----- Exercise data
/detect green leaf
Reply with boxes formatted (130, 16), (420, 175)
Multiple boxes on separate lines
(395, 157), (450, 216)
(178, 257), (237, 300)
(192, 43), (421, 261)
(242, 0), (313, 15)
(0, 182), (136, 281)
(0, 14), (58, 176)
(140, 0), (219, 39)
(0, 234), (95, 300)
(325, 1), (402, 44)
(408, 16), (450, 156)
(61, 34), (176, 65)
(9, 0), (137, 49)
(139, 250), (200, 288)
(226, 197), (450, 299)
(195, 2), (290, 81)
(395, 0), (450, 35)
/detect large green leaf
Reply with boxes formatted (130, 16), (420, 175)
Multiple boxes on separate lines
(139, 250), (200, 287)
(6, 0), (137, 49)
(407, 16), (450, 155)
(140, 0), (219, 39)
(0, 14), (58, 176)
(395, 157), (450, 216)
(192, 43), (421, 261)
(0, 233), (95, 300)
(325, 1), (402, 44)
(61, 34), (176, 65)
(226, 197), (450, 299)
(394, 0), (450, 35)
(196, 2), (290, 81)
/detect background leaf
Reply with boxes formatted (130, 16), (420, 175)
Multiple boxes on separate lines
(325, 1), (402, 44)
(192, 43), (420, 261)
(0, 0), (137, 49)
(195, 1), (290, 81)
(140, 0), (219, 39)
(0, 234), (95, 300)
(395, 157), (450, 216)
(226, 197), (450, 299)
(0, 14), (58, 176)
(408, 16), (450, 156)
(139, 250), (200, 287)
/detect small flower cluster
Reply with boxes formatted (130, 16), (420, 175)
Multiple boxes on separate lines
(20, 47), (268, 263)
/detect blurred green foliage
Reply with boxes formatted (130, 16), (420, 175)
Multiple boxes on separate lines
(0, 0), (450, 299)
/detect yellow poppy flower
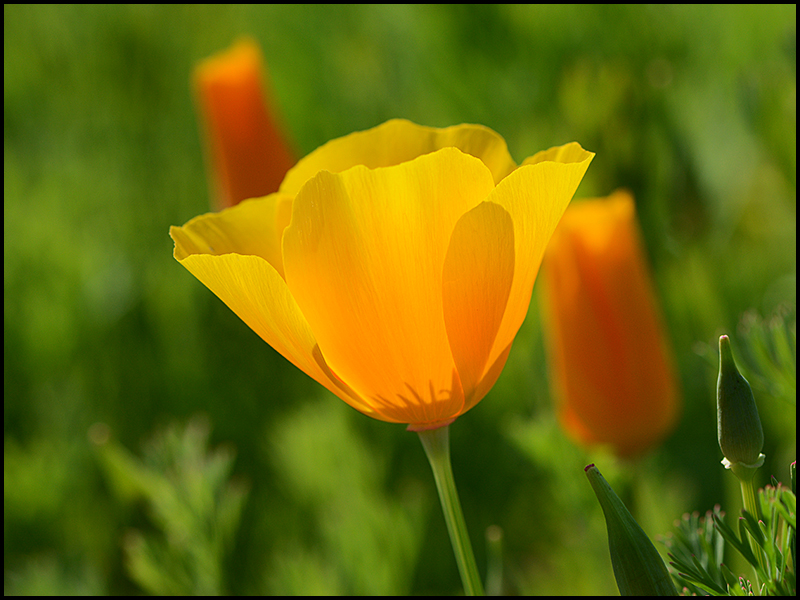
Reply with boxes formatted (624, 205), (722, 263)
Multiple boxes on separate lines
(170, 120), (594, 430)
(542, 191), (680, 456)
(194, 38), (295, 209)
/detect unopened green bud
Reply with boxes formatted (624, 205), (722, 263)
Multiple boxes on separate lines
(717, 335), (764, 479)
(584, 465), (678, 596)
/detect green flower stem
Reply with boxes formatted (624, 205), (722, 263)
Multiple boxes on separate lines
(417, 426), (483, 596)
----------
----- Exercise data
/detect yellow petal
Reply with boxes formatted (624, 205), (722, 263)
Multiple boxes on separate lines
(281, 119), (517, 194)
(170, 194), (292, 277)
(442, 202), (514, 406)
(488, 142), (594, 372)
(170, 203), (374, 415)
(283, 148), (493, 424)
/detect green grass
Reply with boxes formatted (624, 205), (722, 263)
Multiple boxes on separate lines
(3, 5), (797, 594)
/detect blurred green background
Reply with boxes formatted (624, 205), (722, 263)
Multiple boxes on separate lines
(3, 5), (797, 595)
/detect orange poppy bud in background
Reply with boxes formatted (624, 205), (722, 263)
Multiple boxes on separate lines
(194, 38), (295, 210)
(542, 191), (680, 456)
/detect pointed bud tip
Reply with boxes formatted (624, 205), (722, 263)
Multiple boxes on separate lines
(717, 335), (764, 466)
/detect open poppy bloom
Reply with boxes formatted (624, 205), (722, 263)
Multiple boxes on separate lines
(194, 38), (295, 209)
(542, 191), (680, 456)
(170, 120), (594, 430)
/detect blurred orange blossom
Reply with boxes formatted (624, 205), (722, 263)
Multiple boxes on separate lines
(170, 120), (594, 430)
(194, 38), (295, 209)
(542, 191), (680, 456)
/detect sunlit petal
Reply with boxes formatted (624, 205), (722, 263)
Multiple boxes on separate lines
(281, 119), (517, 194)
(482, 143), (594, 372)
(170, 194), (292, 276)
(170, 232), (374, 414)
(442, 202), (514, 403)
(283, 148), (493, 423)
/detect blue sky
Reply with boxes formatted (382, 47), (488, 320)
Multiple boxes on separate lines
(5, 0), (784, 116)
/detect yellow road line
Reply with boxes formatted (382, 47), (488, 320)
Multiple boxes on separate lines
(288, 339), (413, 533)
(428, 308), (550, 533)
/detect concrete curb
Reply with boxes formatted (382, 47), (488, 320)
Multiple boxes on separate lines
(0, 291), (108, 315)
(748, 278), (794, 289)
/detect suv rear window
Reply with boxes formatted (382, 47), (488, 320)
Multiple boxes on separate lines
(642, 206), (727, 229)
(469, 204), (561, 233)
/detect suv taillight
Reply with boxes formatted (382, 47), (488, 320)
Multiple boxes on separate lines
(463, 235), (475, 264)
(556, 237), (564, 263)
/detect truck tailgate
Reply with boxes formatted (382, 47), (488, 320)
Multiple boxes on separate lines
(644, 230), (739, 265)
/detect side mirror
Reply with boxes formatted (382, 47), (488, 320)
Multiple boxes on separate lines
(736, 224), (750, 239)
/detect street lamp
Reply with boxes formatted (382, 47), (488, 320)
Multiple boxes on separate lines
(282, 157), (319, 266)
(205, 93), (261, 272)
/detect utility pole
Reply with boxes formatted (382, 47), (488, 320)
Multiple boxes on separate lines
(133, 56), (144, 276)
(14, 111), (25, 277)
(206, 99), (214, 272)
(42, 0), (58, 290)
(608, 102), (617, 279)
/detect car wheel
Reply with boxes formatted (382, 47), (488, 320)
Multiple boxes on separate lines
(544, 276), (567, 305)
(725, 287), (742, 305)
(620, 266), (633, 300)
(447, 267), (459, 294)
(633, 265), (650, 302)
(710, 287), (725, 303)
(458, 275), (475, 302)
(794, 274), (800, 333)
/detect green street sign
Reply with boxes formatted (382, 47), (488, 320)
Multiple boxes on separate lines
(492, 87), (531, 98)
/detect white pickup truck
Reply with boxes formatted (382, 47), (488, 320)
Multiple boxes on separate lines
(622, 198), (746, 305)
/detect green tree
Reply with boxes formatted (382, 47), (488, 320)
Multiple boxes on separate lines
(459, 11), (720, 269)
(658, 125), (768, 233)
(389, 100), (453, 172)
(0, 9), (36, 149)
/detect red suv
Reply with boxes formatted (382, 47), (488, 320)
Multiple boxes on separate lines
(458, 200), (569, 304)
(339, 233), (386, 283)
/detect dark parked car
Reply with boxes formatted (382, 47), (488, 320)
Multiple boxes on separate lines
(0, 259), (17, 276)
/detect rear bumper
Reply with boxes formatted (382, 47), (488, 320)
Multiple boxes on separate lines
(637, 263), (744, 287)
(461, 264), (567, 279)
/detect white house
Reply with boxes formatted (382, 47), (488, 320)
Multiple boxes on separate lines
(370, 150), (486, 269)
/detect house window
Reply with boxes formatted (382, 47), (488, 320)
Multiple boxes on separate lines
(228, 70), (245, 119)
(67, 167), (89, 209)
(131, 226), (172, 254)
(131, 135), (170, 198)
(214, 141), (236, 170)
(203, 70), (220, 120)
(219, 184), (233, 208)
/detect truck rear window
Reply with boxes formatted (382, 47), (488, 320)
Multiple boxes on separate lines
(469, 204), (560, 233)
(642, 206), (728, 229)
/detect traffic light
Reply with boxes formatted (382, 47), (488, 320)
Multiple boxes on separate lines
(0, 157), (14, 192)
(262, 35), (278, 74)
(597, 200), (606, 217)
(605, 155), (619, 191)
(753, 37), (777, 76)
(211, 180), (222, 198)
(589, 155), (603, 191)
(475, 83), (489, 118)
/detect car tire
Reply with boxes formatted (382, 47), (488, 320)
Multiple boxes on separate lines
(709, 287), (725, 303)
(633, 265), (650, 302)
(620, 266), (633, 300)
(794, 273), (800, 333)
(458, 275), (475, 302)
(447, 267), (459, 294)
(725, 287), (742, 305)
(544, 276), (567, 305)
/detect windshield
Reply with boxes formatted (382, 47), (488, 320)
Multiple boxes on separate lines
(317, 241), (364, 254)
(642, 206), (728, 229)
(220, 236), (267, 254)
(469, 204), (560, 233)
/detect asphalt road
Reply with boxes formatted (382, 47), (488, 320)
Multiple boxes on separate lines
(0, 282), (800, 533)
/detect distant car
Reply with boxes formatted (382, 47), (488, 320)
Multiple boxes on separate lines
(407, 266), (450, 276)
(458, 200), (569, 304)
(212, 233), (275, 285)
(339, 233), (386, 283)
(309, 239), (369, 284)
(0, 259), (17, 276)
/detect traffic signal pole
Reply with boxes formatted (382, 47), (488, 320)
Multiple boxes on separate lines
----------
#### [Aim of the task]
Determine how many lines of the records contain the string "truck" and state only that number.

#### [Output]
3